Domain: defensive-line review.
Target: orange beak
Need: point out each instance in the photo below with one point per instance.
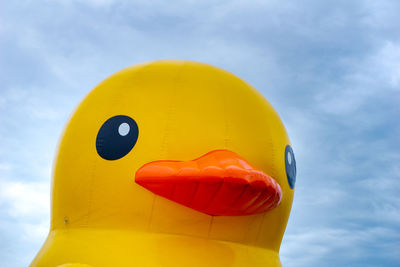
(218, 183)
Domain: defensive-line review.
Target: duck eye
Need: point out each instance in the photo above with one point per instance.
(116, 137)
(290, 165)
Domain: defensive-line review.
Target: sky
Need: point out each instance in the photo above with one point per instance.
(330, 68)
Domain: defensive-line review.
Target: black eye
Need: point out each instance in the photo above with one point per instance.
(290, 165)
(116, 137)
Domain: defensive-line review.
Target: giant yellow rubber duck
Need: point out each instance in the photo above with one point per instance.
(171, 163)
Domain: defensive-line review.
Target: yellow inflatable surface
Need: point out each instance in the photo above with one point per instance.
(171, 163)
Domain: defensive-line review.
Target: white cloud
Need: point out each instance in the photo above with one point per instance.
(25, 200)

▸ Exercise prompt
Write out exactly and only the lines that run from the start of the data above through the line containing "Target: sky", leaving the pictures out.

▸ Written response
Domain: defensive-line review.
Target: orange beak
Need: point out each instance in the photo below with one point per instance.
(218, 183)
Domain: defensive-line review.
Target: duck eye
Need: point out each instance in the photo above with one point per instance.
(116, 137)
(290, 165)
Domain: defensive-line review.
Target: sky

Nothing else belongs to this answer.